• _Exercise_
Every entry must be output exactly as it is written.

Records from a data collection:
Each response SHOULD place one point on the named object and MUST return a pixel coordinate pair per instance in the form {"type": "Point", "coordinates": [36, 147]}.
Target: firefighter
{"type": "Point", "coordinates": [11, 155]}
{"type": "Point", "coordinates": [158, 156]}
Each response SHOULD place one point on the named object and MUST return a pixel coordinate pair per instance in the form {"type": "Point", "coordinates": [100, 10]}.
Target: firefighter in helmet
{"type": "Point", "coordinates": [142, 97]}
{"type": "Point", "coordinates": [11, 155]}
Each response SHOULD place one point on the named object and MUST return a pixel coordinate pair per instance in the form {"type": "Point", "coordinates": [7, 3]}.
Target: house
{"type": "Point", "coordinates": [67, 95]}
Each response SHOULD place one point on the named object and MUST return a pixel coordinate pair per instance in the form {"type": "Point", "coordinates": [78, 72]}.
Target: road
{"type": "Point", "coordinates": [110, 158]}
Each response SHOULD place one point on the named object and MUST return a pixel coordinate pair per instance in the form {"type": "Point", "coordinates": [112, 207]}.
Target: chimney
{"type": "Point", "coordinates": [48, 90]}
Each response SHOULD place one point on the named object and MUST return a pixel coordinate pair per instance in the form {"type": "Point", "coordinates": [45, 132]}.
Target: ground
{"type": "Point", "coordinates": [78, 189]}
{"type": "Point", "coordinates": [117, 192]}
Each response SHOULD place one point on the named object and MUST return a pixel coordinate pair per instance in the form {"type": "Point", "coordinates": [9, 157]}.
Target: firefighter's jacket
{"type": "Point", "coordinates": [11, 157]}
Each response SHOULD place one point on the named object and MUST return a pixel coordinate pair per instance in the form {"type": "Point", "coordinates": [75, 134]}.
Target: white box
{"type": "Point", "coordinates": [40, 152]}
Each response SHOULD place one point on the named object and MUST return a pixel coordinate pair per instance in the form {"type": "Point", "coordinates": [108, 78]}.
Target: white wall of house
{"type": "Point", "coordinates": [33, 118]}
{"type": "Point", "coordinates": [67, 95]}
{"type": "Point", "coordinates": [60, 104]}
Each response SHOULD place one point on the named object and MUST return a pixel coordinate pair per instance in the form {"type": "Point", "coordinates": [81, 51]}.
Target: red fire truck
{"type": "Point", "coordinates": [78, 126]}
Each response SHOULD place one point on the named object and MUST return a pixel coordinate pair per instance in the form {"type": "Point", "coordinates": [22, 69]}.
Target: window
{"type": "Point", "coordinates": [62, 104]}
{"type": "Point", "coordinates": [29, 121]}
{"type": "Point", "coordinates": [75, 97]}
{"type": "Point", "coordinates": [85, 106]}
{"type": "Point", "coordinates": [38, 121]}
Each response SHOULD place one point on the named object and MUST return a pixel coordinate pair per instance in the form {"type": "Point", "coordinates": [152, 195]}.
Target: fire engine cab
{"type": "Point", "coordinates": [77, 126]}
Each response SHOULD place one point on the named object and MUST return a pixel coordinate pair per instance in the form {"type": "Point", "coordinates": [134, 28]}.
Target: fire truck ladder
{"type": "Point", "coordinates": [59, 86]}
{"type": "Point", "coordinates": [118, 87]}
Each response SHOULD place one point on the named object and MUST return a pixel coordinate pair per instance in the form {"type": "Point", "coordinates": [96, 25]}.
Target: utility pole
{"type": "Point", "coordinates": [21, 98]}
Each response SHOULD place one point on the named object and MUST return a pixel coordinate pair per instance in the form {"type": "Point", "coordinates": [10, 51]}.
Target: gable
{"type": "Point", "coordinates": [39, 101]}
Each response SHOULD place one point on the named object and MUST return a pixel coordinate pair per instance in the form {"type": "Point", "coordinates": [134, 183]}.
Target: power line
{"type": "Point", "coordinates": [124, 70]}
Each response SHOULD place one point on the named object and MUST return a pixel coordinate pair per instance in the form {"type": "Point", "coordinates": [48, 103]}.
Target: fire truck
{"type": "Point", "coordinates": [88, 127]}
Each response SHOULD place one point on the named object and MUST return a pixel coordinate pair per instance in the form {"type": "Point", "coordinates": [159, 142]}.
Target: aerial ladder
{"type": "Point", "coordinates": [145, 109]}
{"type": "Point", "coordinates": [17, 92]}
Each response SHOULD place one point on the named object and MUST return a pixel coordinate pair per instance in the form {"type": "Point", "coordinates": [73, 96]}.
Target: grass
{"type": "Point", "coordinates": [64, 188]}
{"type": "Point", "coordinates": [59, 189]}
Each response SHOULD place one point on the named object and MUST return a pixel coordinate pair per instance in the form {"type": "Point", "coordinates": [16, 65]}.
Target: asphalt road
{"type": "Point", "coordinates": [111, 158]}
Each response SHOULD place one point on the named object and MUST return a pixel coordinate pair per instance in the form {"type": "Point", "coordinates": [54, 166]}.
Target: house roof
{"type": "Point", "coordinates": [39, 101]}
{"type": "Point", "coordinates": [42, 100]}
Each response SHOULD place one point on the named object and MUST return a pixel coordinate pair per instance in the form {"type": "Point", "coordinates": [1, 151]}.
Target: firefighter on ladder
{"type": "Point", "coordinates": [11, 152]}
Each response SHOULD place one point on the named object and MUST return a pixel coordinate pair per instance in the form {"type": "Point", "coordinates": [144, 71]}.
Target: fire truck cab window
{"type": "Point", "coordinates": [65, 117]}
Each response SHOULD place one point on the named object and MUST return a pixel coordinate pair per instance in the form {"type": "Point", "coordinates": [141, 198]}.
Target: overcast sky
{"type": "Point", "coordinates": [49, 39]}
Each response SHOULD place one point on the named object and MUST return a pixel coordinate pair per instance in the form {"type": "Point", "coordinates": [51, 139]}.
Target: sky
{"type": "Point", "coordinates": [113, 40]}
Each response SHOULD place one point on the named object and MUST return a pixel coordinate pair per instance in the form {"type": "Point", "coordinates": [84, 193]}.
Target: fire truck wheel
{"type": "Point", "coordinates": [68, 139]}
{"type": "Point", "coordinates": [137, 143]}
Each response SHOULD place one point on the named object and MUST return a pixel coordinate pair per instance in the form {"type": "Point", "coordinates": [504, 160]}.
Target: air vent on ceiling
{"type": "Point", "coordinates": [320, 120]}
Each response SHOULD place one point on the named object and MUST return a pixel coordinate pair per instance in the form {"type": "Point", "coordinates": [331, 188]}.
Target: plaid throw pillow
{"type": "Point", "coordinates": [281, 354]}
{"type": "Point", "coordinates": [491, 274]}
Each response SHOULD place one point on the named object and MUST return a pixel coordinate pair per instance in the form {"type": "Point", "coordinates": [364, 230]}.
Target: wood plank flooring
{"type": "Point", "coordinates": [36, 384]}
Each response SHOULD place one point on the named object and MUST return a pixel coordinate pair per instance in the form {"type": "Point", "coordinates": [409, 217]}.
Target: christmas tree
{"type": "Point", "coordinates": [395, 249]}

• _Completed task_
Each response SHOULD place one point on the named object and MUST return a pixel coordinate pair per instance in the form {"type": "Point", "coordinates": [36, 147]}.
Target: firefighter
{"type": "Point", "coordinates": [11, 155]}
{"type": "Point", "coordinates": [158, 156]}
Each response SHOULD place one point on the named object and MUST return a pixel coordinate pair per instance in the form {"type": "Point", "coordinates": [100, 10]}.
Target: firefighter in helmet
{"type": "Point", "coordinates": [142, 97]}
{"type": "Point", "coordinates": [11, 155]}
Each response SHOULD place one point on the named object and MUST return a pixel coordinate pair per instance in the form {"type": "Point", "coordinates": [7, 3]}.
Target: house
{"type": "Point", "coordinates": [67, 95]}
Each response SHOULD place one point on the named object and MUST return a pixel coordinate pair per instance in the form {"type": "Point", "coordinates": [78, 72]}.
Target: road
{"type": "Point", "coordinates": [110, 158]}
Each response SHOULD place one point on the named object and MUST return a pixel coordinate pair per instance in the form {"type": "Point", "coordinates": [112, 207]}.
Target: chimney
{"type": "Point", "coordinates": [48, 90]}
Each response SHOULD place one point on the named object and MUST return a pixel coordinate pair per instance in the form {"type": "Point", "coordinates": [45, 132]}.
Target: ground
{"type": "Point", "coordinates": [78, 189]}
{"type": "Point", "coordinates": [117, 192]}
Each response SHOULD place one point on the named object and MUST return a pixel coordinate pair per instance in the form {"type": "Point", "coordinates": [9, 157]}.
Target: firefighter's jacket
{"type": "Point", "coordinates": [11, 157]}
Each response SHOULD place one point on the named object and MUST return a pixel coordinate pair per instance in the form {"type": "Point", "coordinates": [75, 134]}.
Target: white box
{"type": "Point", "coordinates": [40, 152]}
Each response SHOULD place one point on the named object and MUST return a pixel coordinate pair per instance in the form {"type": "Point", "coordinates": [108, 78]}.
Target: white wall of house
{"type": "Point", "coordinates": [33, 118]}
{"type": "Point", "coordinates": [67, 95]}
{"type": "Point", "coordinates": [60, 104]}
Each response SHOULD place one point on the named object and MUST return a pixel coordinate pair per instance in the form {"type": "Point", "coordinates": [81, 51]}.
Target: red fire truck
{"type": "Point", "coordinates": [78, 126]}
Each response SHOULD place one point on the named object and MUST return a pixel coordinate pair per instance in the form {"type": "Point", "coordinates": [22, 69]}.
Target: window
{"type": "Point", "coordinates": [62, 104]}
{"type": "Point", "coordinates": [29, 121]}
{"type": "Point", "coordinates": [75, 97]}
{"type": "Point", "coordinates": [85, 106]}
{"type": "Point", "coordinates": [38, 121]}
Each response SHOULD place one point on the named object and MUST return a pixel coordinate pair per instance in the form {"type": "Point", "coordinates": [152, 195]}.
Target: fire engine cab
{"type": "Point", "coordinates": [77, 126]}
Each response SHOULD place one point on the named object and MUST return a pixel coordinate pair per instance in the form {"type": "Point", "coordinates": [134, 28]}.
Target: fire truck ladder
{"type": "Point", "coordinates": [59, 86]}
{"type": "Point", "coordinates": [118, 87]}
Each response SHOULD place one point on the named object and MUST return a pixel coordinate pair per instance in the form {"type": "Point", "coordinates": [96, 25]}.
Target: utility pole
{"type": "Point", "coordinates": [21, 98]}
Each response SHOULD place one point on the named object and MUST return a pixel coordinate pair per instance in the form {"type": "Point", "coordinates": [10, 51]}.
Target: gable
{"type": "Point", "coordinates": [39, 101]}
Each response SHOULD place one point on the named object and MUST return a pixel coordinate pair per instance in the form {"type": "Point", "coordinates": [134, 183]}.
Target: power line
{"type": "Point", "coordinates": [124, 70]}
Each response SHOULD place one point on the named object and MUST return a pixel coordinate pair per instance in the form {"type": "Point", "coordinates": [48, 103]}.
Target: fire truck
{"type": "Point", "coordinates": [88, 127]}
Each response SHOULD place one point on the named object and MUST return a pixel coordinate pair per instance in the form {"type": "Point", "coordinates": [159, 142]}.
Target: aerial ladder
{"type": "Point", "coordinates": [145, 109]}
{"type": "Point", "coordinates": [17, 92]}
Each response SHOULD place one point on the named object and MUST return a pixel coordinate pair per instance in the form {"type": "Point", "coordinates": [73, 96]}.
Target: grass
{"type": "Point", "coordinates": [64, 188]}
{"type": "Point", "coordinates": [59, 189]}
Each response SHOULD place one point on the named object and MUST return a pixel coordinate pair per instance in the form {"type": "Point", "coordinates": [16, 65]}.
Target: asphalt road
{"type": "Point", "coordinates": [111, 158]}
Each response SHOULD place one point on the named object and MUST return a pixel coordinate pair per instance in the form {"type": "Point", "coordinates": [54, 166]}.
Target: house roof
{"type": "Point", "coordinates": [39, 101]}
{"type": "Point", "coordinates": [42, 100]}
Each response SHOULD place one point on the named object and MUST return a pixel coordinate pair per instance in the form {"type": "Point", "coordinates": [1, 151]}.
Target: firefighter on ladder
{"type": "Point", "coordinates": [11, 152]}
Each response SHOULD place one point on the named object and MUST return a pixel coordinate pair per instance in the form {"type": "Point", "coordinates": [144, 71]}.
Target: fire truck cab window
{"type": "Point", "coordinates": [65, 117]}
Each response SHOULD place one point on the named object and MUST return a pixel coordinate pair per instance in the form {"type": "Point", "coordinates": [141, 198]}.
Target: overcast sky
{"type": "Point", "coordinates": [49, 39]}
Each response SHOULD place one point on the named object and MUST return a pixel coordinate pair per instance in the form {"type": "Point", "coordinates": [51, 139]}.
Target: sky
{"type": "Point", "coordinates": [113, 40]}
Each response SHOULD place one point on the named object and MUST return a pixel coordinate pair per instance in the form {"type": "Point", "coordinates": [84, 193]}.
Target: fire truck wheel
{"type": "Point", "coordinates": [68, 139]}
{"type": "Point", "coordinates": [137, 143]}
Each response SHOULD place one point on the named object and MUST return a pixel coordinate pair per instance in the form {"type": "Point", "coordinates": [504, 160]}.
Target: air vent on ceiling
{"type": "Point", "coordinates": [320, 120]}
Each response SHOULD place one point on the named object and MUST return a pixel coordinate pair per instance in the form {"type": "Point", "coordinates": [331, 188]}.
Target: plaid throw pillow
{"type": "Point", "coordinates": [281, 354]}
{"type": "Point", "coordinates": [491, 274]}
Each response SHOULD place one point on the named object and MUST return a pixel coordinate pair per instance in the form {"type": "Point", "coordinates": [364, 230]}.
Target: wood plank flooring
{"type": "Point", "coordinates": [36, 384]}
Each response SHOULD place one point on the named object and MUST return a pixel coordinate pair per instance in the form {"type": "Point", "coordinates": [409, 217]}.
Target: christmas tree
{"type": "Point", "coordinates": [395, 249]}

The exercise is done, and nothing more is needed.